▸ Work required: Return the listing exactly as it appears, but strip out the images.
* * * * * * * * *
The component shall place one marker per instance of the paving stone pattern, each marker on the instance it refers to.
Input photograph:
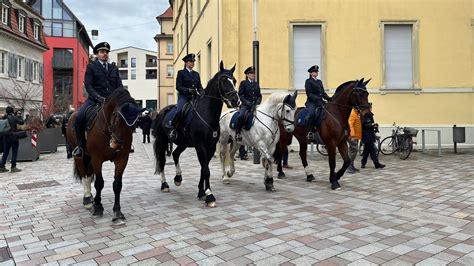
(419, 211)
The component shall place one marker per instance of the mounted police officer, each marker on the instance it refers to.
(249, 93)
(188, 84)
(100, 80)
(315, 92)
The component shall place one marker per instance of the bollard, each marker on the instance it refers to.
(256, 156)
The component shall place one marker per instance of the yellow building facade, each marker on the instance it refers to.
(418, 53)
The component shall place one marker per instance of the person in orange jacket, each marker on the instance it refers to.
(355, 136)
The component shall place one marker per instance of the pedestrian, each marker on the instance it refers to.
(315, 94)
(10, 141)
(188, 84)
(369, 127)
(250, 95)
(145, 125)
(355, 135)
(100, 80)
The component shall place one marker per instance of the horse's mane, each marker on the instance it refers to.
(275, 98)
(340, 88)
(121, 96)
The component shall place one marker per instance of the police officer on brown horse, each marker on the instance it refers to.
(315, 92)
(100, 80)
(250, 95)
(188, 84)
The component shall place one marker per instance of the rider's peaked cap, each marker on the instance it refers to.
(314, 68)
(189, 57)
(249, 70)
(101, 46)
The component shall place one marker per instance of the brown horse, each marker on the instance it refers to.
(110, 138)
(334, 129)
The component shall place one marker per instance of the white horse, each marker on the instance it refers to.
(263, 135)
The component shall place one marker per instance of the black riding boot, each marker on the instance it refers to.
(78, 152)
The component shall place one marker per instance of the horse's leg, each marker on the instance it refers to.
(331, 148)
(303, 155)
(343, 150)
(88, 199)
(99, 185)
(176, 153)
(204, 155)
(120, 164)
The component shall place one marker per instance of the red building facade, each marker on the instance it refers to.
(66, 60)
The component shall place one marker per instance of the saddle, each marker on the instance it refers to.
(249, 119)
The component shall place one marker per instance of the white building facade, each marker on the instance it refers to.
(138, 70)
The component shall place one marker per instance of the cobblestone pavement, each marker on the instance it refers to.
(419, 211)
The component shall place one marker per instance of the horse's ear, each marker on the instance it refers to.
(367, 82)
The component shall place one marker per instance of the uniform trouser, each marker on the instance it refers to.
(243, 110)
(369, 148)
(9, 143)
(353, 149)
(179, 108)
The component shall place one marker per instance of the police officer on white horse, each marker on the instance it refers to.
(100, 80)
(250, 95)
(315, 92)
(188, 84)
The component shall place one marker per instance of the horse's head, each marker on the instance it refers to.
(288, 110)
(359, 97)
(121, 113)
(226, 86)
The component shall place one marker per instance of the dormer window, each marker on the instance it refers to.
(21, 23)
(5, 12)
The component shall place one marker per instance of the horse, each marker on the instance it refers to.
(263, 135)
(201, 131)
(334, 129)
(109, 138)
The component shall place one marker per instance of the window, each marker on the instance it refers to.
(307, 51)
(151, 105)
(20, 68)
(21, 23)
(5, 11)
(36, 31)
(169, 71)
(398, 56)
(3, 63)
(169, 47)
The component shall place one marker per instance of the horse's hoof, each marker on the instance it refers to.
(88, 202)
(335, 185)
(165, 187)
(119, 218)
(177, 180)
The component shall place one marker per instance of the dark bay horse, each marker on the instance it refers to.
(334, 129)
(200, 132)
(110, 138)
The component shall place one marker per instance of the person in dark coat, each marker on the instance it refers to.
(100, 80)
(369, 127)
(145, 125)
(315, 94)
(250, 95)
(10, 142)
(188, 84)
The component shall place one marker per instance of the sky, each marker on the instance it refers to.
(121, 23)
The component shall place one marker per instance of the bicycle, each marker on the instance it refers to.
(400, 141)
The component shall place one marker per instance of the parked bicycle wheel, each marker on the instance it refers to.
(322, 149)
(406, 146)
(388, 145)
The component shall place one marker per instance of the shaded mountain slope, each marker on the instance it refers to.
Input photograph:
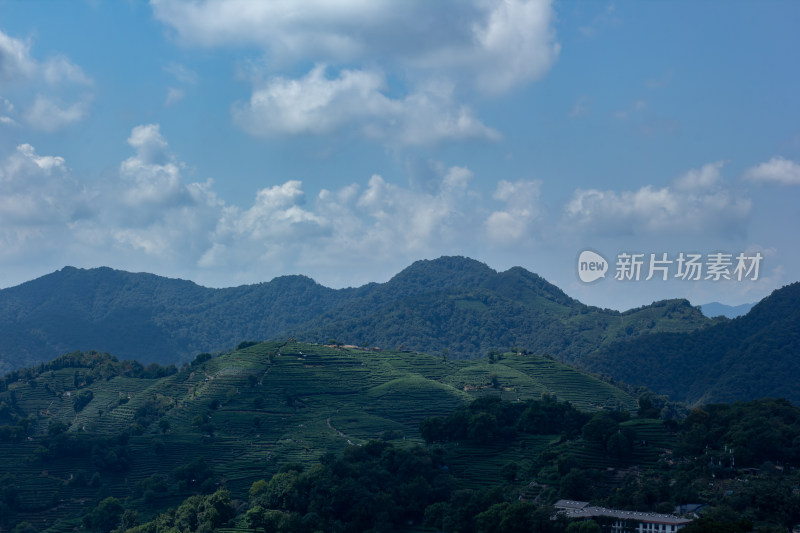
* * * * * * * * *
▸ Answer to this task:
The component shall place one marker per instance of the paving stone pattern, each marker on the instance it refers to.
Input photograph:
(419, 211)
The component shall place one marker per instance of the mounted police officer, each marker on the instance it refers to.
(249, 93)
(188, 84)
(100, 80)
(315, 92)
The component shall place one marker per instance of the bollard, each marker on the instance it refers to.
(256, 156)
The component shall place one marker per instance of the yellow building facade, each marker on the instance it refers to.
(418, 53)
The component shall place one marker per instance of the person in orange jacket, each marker on the instance it refers to.
(355, 136)
The component shall place one marker per instance of the pedestrian, each marker on the instance it refers to.
(315, 94)
(10, 141)
(188, 84)
(369, 127)
(250, 95)
(145, 125)
(355, 135)
(100, 80)
The component shall place one marker per instance of the horse's mane, each marker on the instance it refers to.
(275, 98)
(340, 88)
(121, 96)
The component shall place one marker per instance of the police officer on brown horse, each marker on the instance it refers to.
(315, 92)
(100, 80)
(250, 95)
(188, 84)
The component shall place one marker per instance of the rider's peaked cap, each marker on the instance it refers to.
(314, 68)
(189, 57)
(249, 70)
(101, 46)
The component shall place one marker per instance of the brown horse, each marker on the instance it refers to.
(110, 138)
(334, 129)
The component shall place one marker per instance of the white horse, each marker on the instance it refers to.
(263, 135)
The component shall place one marker per instance of the black riding boot, each marker on the instance it refers to.
(78, 152)
The component shall place one marker per instance of the horse's leg, each marker on the instance it refers to.
(331, 148)
(303, 155)
(343, 150)
(88, 199)
(99, 185)
(176, 153)
(204, 155)
(120, 164)
The component shall place one marker per instance of the red building facade, each marker on the instance it refers to.
(66, 60)
The component shall place one marker per instance of the saddle, each marker on the instance it refers to.
(249, 119)
The component shall place one marker per instance of the white building facade, each marker on the instance it refers to.
(138, 70)
The component shall place one marker per instance of the cobblestone pavement, each marker on the instance it refers to.
(419, 211)
The component shall place one marker per instance of the horse's ear, each marker on the instance it refers to.
(367, 82)
The component shall place one marker per instance of the uniform trouser, each marker on the instance it refers to.
(243, 110)
(369, 148)
(9, 143)
(353, 149)
(179, 108)
The component shall place one marker per instance of the police officer on white horse, each marker on the instance it refers to.
(100, 80)
(250, 95)
(315, 92)
(188, 84)
The component shall place one marker per instance of the horse's head, each marker on the instance it refers to.
(288, 110)
(359, 97)
(121, 113)
(226, 86)
The component shall place one marker per instance of the dormer window, each marker on the instance it refers to.
(21, 23)
(5, 12)
The component shall place one marker per instance of the horse, each marker on the instance it refers to.
(263, 135)
(201, 131)
(334, 129)
(109, 138)
The component shall place one marker per instance of the window, each marker on the instance it refers to.
(307, 51)
(151, 105)
(20, 68)
(21, 23)
(5, 11)
(36, 31)
(169, 71)
(398, 56)
(3, 63)
(169, 47)
The component shall place one marker per instance of the horse's hoof, each marker on the instance it refers to.
(88, 202)
(335, 185)
(165, 187)
(119, 218)
(177, 180)
The component shall place one marker per instance of the dark bay horse, each marker on the instance it refers to.
(334, 129)
(200, 132)
(110, 138)
The component shall place one marker per instance of the person in dark coat, each marker on the instance it refers to.
(100, 80)
(369, 127)
(145, 125)
(315, 94)
(250, 95)
(10, 142)
(188, 84)
The component shall place one marker per instance of the sky, each marker on the instance it refers to.
(121, 23)
The component shall place one marker per instance of the bicycle, each marker on the instance it refers to.
(400, 141)
The component shall place one marker per instance of the parked bicycle wheel, each marker on the instance it refers to.
(322, 149)
(406, 146)
(388, 145)
The component shall place one marker per instance of the shaded mountain slope, each marker on the instance it refers to.
Input photograph:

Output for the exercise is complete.